---------- Belge ----------

Haberlere Karşı Yasal Haklar kitabını indir

Haberlere Karşı Yasal Haklar
Soruşturma yada kovuşturmaya konu edilen gazete, televizyon, internet haberi, gazetecilik faaliyeti kapsamında mıdır? Haber, ulusal-uluslararası mevzuatta düzenlenen ve mesleğe tanınan yasal düzenleme ve yerleşik yargısal kriterler çerçevesinde mi sunulmuş yoksa bunları aşarak ve kişilik haklarını ihlal ederek suç oluşturacak şekilde midir? İfade yada basın özgürlüğü hakkı nedir, bu özgürlükler neyi kapsamaktadır? Bu hak hangi sınırlamalara tabidir? Bu ve benzeri durumlarda, ceza mevzuatımıza göre, gazetecilerin hangi suçlarla karşılaşmaları mümkün olabilir? Gazetecilerin haberlerine karşı ise vatandaşların yada kamu – özel kurumların yasal hakları nelerdir? Bunu hangi ölçülerde ve nasıl kullanabilirler? Toplatma ve yayın yasağı ile izinsiz ses-görüntü kaydı yapmanın hukuki-cezai yönü nasıldır? Bu gibi soruları çoğaltmak mümkündür. İşte bu ve benzeri sorulara cevap aradık.

 Basın Kanunu’ndaki suçları yada basın yayın aracılığıyla işlendiğinde farklı bir boyuta ulaşan tartışmalı konuları ile taraflarca sehven yapılan ancak ilgililerini mağdur edebilen hususları ele aldık. Buna karşılık yapılmasında yarar gördüğümüz yasal yolları belirttik. Zira habercilik alanında farklı ve anlaşılması biraz zor, kısmen de günümüz sorunlarına yetersiz kalan mevzuat var. Vatandaşlar ve kurumlar yönünden, kendileriyle ilgili haberlere karşı yasal haklarını arama, gazeteciler yönünden ise basın özgürlüğü çerçevesinde haber ve eleştirilerini savunma yolunda bir yol gösterici, ayrıca hukukçu meslektaşlar için de bir yardımcı kaynak olacağını düşünüyorum.

---------- Veri kümesi kesiti ----------

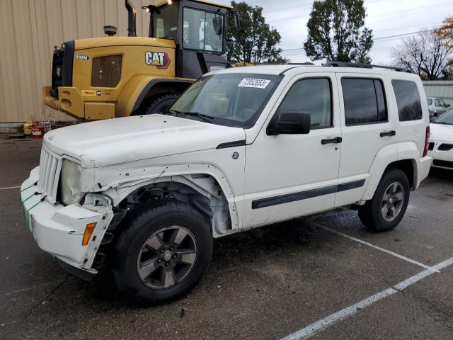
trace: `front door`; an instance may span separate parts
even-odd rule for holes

----------

■ Yapılacak görev: Haberlere karşı yasal haklar üzerine olan belgedeki "Buna karşılık yapılmasında yarar gördüğümüz yasal yolları belirttik." cümlesini İngilizceye çevirin.

■ Çıktı: In response, we have set out the legal remedies that we consider beneficial to pursue.